Task directions
Lay out every line of all the entries below as a numbered list, omitting blank lines. Leave the pictures out of your answer.

··········

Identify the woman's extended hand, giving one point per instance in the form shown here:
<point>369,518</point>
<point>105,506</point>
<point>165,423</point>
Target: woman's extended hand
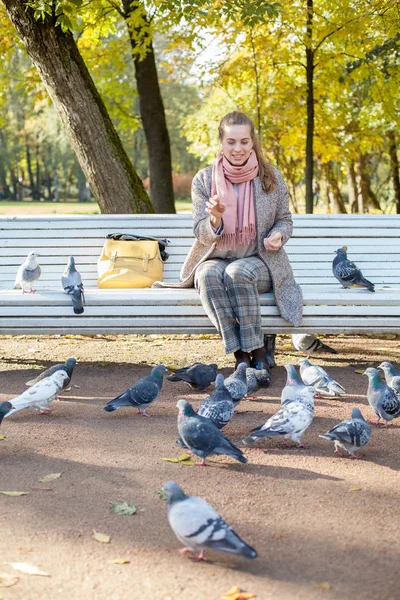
<point>273,242</point>
<point>216,209</point>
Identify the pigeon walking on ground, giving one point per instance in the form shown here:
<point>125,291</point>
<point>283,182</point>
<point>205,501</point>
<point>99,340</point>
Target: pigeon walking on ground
<point>68,367</point>
<point>28,273</point>
<point>142,393</point>
<point>347,272</point>
<point>389,371</point>
<point>71,281</point>
<point>236,384</point>
<point>351,434</point>
<point>308,343</point>
<point>383,399</point>
<point>289,422</point>
<point>202,437</point>
<point>40,395</point>
<point>322,383</point>
<point>218,406</point>
<point>199,527</point>
<point>199,376</point>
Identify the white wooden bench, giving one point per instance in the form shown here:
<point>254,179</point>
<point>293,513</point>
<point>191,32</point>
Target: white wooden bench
<point>373,242</point>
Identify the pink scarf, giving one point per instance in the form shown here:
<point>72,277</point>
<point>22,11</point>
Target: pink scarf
<point>239,216</point>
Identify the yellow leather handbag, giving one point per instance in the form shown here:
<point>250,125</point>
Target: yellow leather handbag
<point>124,263</point>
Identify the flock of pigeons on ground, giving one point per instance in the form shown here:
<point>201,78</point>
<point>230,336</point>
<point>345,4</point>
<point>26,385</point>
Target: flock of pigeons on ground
<point>195,523</point>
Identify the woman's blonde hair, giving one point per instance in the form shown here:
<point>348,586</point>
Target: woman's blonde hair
<point>266,170</point>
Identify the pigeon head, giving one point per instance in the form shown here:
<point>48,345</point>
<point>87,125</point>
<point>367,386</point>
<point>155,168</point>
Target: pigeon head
<point>173,492</point>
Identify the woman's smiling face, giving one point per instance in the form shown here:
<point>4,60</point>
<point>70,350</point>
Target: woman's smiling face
<point>237,143</point>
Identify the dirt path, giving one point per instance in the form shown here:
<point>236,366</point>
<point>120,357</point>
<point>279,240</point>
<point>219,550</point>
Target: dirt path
<point>316,538</point>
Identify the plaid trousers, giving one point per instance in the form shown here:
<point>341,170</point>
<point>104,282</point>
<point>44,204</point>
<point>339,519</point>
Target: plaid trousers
<point>229,291</point>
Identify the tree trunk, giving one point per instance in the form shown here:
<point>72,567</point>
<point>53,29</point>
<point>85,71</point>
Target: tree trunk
<point>394,169</point>
<point>153,115</point>
<point>99,150</point>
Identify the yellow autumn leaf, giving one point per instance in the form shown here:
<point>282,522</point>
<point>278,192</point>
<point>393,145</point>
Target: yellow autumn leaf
<point>50,477</point>
<point>104,538</point>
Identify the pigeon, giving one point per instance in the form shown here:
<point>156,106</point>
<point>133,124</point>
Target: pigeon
<point>202,437</point>
<point>350,434</point>
<point>383,399</point>
<point>5,408</point>
<point>218,407</point>
<point>71,281</point>
<point>309,343</point>
<point>199,376</point>
<point>347,272</point>
<point>289,422</point>
<point>293,385</point>
<point>389,371</point>
<point>40,394</point>
<point>68,367</point>
<point>316,376</point>
<point>199,527</point>
<point>236,384</point>
<point>142,393</point>
<point>27,274</point>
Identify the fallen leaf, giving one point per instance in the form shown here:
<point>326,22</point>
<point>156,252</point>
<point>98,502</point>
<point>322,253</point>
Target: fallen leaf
<point>123,508</point>
<point>49,477</point>
<point>101,537</point>
<point>120,561</point>
<point>28,569</point>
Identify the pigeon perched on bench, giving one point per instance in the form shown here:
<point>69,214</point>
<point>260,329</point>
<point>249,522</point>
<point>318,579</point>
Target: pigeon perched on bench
<point>197,525</point>
<point>28,273</point>
<point>347,272</point>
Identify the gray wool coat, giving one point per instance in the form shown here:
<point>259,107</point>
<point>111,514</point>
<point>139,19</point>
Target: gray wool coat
<point>272,214</point>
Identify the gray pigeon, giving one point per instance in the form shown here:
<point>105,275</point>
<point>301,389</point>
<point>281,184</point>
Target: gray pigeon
<point>199,527</point>
<point>383,399</point>
<point>309,343</point>
<point>316,376</point>
<point>28,273</point>
<point>389,371</point>
<point>68,367</point>
<point>350,434</point>
<point>293,385</point>
<point>289,422</point>
<point>202,437</point>
<point>199,376</point>
<point>142,393</point>
<point>71,281</point>
<point>236,383</point>
<point>5,408</point>
<point>218,406</point>
<point>347,272</point>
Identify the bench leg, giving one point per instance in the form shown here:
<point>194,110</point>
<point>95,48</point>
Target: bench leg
<point>269,343</point>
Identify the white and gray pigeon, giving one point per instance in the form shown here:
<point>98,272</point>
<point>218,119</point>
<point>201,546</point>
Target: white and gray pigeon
<point>39,395</point>
<point>236,383</point>
<point>68,367</point>
<point>199,376</point>
<point>202,437</point>
<point>383,399</point>
<point>351,434</point>
<point>28,273</point>
<point>289,422</point>
<point>323,384</point>
<point>347,272</point>
<point>71,281</point>
<point>142,393</point>
<point>308,343</point>
<point>218,406</point>
<point>293,385</point>
<point>389,370</point>
<point>199,527</point>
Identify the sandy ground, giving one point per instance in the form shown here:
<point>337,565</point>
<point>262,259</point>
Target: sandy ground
<point>325,527</point>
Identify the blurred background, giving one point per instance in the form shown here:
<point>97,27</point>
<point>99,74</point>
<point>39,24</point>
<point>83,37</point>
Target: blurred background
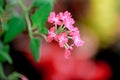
<point>99,58</point>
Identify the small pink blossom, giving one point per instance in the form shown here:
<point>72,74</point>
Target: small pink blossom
<point>67,53</point>
<point>62,39</point>
<point>53,18</point>
<point>63,31</point>
<point>51,34</point>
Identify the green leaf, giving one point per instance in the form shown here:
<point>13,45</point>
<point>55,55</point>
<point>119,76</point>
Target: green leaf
<point>34,47</point>
<point>1,6</point>
<point>4,54</point>
<point>14,76</point>
<point>16,26</point>
<point>40,16</point>
<point>1,3</point>
<point>2,75</point>
<point>38,3</point>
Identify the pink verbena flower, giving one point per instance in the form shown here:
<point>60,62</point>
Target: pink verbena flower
<point>67,53</point>
<point>62,39</point>
<point>51,34</point>
<point>77,41</point>
<point>63,31</point>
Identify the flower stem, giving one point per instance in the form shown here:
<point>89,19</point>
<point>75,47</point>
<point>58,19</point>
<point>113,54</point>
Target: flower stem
<point>29,25</point>
<point>26,11</point>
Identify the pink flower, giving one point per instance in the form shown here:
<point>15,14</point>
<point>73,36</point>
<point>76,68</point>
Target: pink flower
<point>51,34</point>
<point>62,39</point>
<point>67,53</point>
<point>64,15</point>
<point>63,31</point>
<point>54,19</point>
<point>23,77</point>
<point>67,20</point>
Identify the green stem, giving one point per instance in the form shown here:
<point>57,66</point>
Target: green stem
<point>37,33</point>
<point>22,5</point>
<point>29,25</point>
<point>2,74</point>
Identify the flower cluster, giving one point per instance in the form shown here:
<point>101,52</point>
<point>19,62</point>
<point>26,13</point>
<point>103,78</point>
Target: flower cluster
<point>63,31</point>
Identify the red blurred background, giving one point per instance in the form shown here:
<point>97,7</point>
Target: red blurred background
<point>98,59</point>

··········

Answer to this problem
1. Identify the woman's extended hand, giving one point per instance in the form shown here:
2. <point>369,518</point>
3. <point>105,506</point>
4. <point>165,423</point>
5. Target: woman's extended hand
6. <point>273,242</point>
7. <point>216,209</point>
8. Identify the pigeon walking on ground, giving one point per instance in the form shown here:
9. <point>125,291</point>
10. <point>283,182</point>
11. <point>205,501</point>
12. <point>99,340</point>
13. Target: pigeon walking on ground
14. <point>68,367</point>
15. <point>28,273</point>
16. <point>142,393</point>
17. <point>347,272</point>
18. <point>389,371</point>
19. <point>71,281</point>
20. <point>236,384</point>
21. <point>351,434</point>
22. <point>308,343</point>
23. <point>383,399</point>
24. <point>289,422</point>
25. <point>202,437</point>
26. <point>40,395</point>
27. <point>322,383</point>
28. <point>218,406</point>
29. <point>199,527</point>
30. <point>199,376</point>
31. Identify the white wooden bench, giving one point per instance in the form shown here:
32. <point>254,179</point>
33. <point>293,513</point>
34. <point>191,32</point>
35. Target: white wooden bench
36. <point>373,242</point>
37. Identify the pink scarf, giving one point per instance in the form shown here:
38. <point>72,277</point>
39. <point>22,11</point>
40. Target: pink scarf
41. <point>239,216</point>
42. Identify the yellow leather handbag, giving one point per instance in the form shown here:
43. <point>250,125</point>
44. Target: yellow leather handbag
45. <point>124,263</point>
46. Identify the flock of pigeons on ground, giving one point per instance in the form shown here:
47. <point>201,78</point>
48. <point>230,336</point>
49. <point>345,4</point>
50. <point>26,385</point>
51. Target: flock of pigeons on ground
52. <point>195,523</point>
53. Identify the woman's blonde hair, giving one point per instance in the form shown here:
54. <point>348,586</point>
55. Target: woman's blonde hair
56. <point>266,170</point>
57. Identify the pigeon head, giving one point per instance in the form shown here:
58. <point>48,345</point>
59. <point>87,125</point>
60. <point>367,386</point>
61. <point>155,168</point>
62. Target: pigeon head
63. <point>173,492</point>
64. Identify the woman's smiling face, giving one point per instance in the form shown here:
65. <point>4,60</point>
66. <point>70,350</point>
67. Target: woman's smiling face
68. <point>237,143</point>
69. Identify the dirt path, giving one point per instance in the form shown here:
70. <point>236,366</point>
71. <point>120,357</point>
72. <point>279,240</point>
73. <point>219,550</point>
74. Target: dirt path
75. <point>316,538</point>
76. Identify the plaid trousers, giving one point per instance in the form shown here:
77. <point>341,170</point>
78. <point>104,282</point>
79. <point>44,204</point>
80. <point>339,519</point>
81. Target: plaid trousers
82. <point>229,291</point>
83. Identify the tree trunk, giving one point per instance in the form shown here:
84. <point>72,567</point>
85. <point>53,29</point>
86. <point>85,71</point>
87. Target: tree trunk
88. <point>394,169</point>
89. <point>153,115</point>
90. <point>99,150</point>
91. Identify the yellow autumn leaf, giving one point per instance in the form shown here:
92. <point>282,522</point>
93. <point>278,192</point>
94. <point>393,145</point>
95. Target: yellow autumn leaf
96. <point>50,477</point>
97. <point>104,538</point>
98. Identify the pigeon, giving one point per instance in the form shown here:
99. <point>156,106</point>
100. <point>133,124</point>
101. Target: pigeon
102. <point>202,437</point>
103. <point>350,434</point>
104. <point>383,399</point>
105. <point>5,408</point>
106. <point>218,407</point>
107. <point>71,281</point>
108. <point>309,343</point>
109. <point>199,376</point>
110. <point>347,272</point>
111. <point>289,422</point>
112. <point>293,385</point>
113. <point>389,371</point>
114. <point>40,394</point>
115. <point>68,367</point>
116. <point>316,376</point>
117. <point>199,527</point>
118. <point>236,384</point>
119. <point>142,393</point>
120. <point>27,274</point>
121. Identify the fallen leaf, giving one point per instance in the form shown here:
122. <point>326,22</point>
123. <point>156,252</point>
124. <point>98,502</point>
125. <point>322,253</point>
126. Target: fallen leaf
127. <point>123,508</point>
128. <point>49,477</point>
129. <point>101,537</point>
130. <point>120,561</point>
131. <point>28,569</point>
132. Identify the pigeon perched on bench, giving one point per instance in the form shown here:
133. <point>69,214</point>
134. <point>260,329</point>
135. <point>249,522</point>
136. <point>318,579</point>
137. Target: pigeon perched on bench
138. <point>197,525</point>
139. <point>28,273</point>
140. <point>347,272</point>
141. Identify the gray wool coat, giving one point per instance in the form shown here:
142. <point>259,107</point>
143. <point>111,514</point>
144. <point>139,19</point>
145. Target: gray wool coat
146. <point>272,214</point>
147. Identify the gray pigeon, giving one point per instance in the form shown here:
148. <point>105,275</point>
149. <point>301,389</point>
150. <point>281,184</point>
151. Target: gray pigeon
152. <point>199,527</point>
153. <point>383,399</point>
154. <point>309,343</point>
155. <point>316,376</point>
156. <point>28,273</point>
157. <point>389,371</point>
158. <point>68,367</point>
159. <point>350,434</point>
160. <point>293,385</point>
161. <point>289,422</point>
162. <point>202,437</point>
163. <point>199,376</point>
164. <point>142,393</point>
165. <point>71,281</point>
166. <point>236,383</point>
167. <point>5,408</point>
168. <point>218,406</point>
169. <point>347,272</point>
170. Identify the bench leg, giving one point per instance in the form shown here:
171. <point>194,110</point>
172. <point>95,48</point>
173. Target: bench leg
174. <point>269,343</point>
175. Identify the white and gray pigeon, giving one point per instance in the form shown here:
176. <point>98,272</point>
177. <point>218,119</point>
178. <point>201,546</point>
179. Target: white and gray pigeon
180. <point>39,395</point>
181. <point>236,383</point>
182. <point>68,367</point>
183. <point>199,376</point>
184. <point>202,437</point>
185. <point>383,399</point>
186. <point>351,434</point>
187. <point>28,273</point>
188. <point>289,422</point>
189. <point>323,384</point>
190. <point>347,272</point>
191. <point>71,281</point>
192. <point>142,393</point>
193. <point>308,343</point>
194. <point>218,406</point>
195. <point>293,385</point>
196. <point>389,370</point>
197. <point>199,527</point>
198. Identify the sandy ground, giving one point per instance in the form shown here:
199. <point>337,565</point>
200. <point>262,259</point>
201. Target: sandy ground
202. <point>325,527</point>
203. Identify the blurred background, giving one point per instance in the form shown here:
204. <point>97,27</point>
205. <point>99,74</point>
206. <point>39,24</point>
207. <point>83,37</point>
208. Target: blurred background
209. <point>99,58</point>
210. Identify the small pink blossom, giving one point per instance in the form shown here:
211. <point>72,74</point>
212. Target: small pink blossom
213. <point>67,53</point>
214. <point>62,39</point>
215. <point>53,18</point>
216. <point>63,31</point>
217. <point>51,34</point>
218. Identify the green leaf, giving one point per instance in the form shown here:
219. <point>13,45</point>
220. <point>55,55</point>
221. <point>119,76</point>
222. Target: green leaf
223. <point>34,47</point>
224. <point>1,6</point>
225. <point>4,54</point>
226. <point>14,76</point>
227. <point>16,26</point>
228. <point>40,16</point>
229. <point>1,3</point>
230. <point>2,75</point>
231. <point>38,3</point>
232. Identify the pink verbena flower, giving one point per instance in the form shown here:
233. <point>60,62</point>
234. Target: pink verbena flower
235. <point>67,53</point>
236. <point>62,39</point>
237. <point>51,34</point>
238. <point>77,41</point>
239. <point>63,31</point>
240. Identify the flower stem, giving one point per instance in the form shown here:
241. <point>89,19</point>
242. <point>75,47</point>
243. <point>58,19</point>
244. <point>113,54</point>
245. Target: flower stem
246. <point>29,25</point>
247. <point>26,11</point>
248. Identify the pink flower, giving one point per instance in the form shown here:
249. <point>15,14</point>
250. <point>73,36</point>
251. <point>76,68</point>
252. Target: pink flower
253. <point>51,34</point>
254. <point>62,39</point>
255. <point>67,53</point>
256. <point>64,15</point>
257. <point>63,31</point>
258. <point>54,19</point>
259. <point>23,77</point>
260. <point>67,20</point>
261. Identify the green stem, giving one point per instance in the form shown here:
262. <point>57,66</point>
263. Target: green stem
264. <point>37,33</point>
265. <point>22,5</point>
266. <point>29,25</point>
267. <point>2,74</point>
268. Identify the flower cluster, giving one point per instance in the form shown here:
269. <point>101,52</point>
270. <point>19,62</point>
271. <point>26,13</point>
272. <point>103,78</point>
273. Target: flower cluster
274. <point>63,31</point>
275. Identify the red blurred background, giving one point per instance in the form shown here:
276. <point>97,7</point>
277. Target: red blurred background
278. <point>98,59</point>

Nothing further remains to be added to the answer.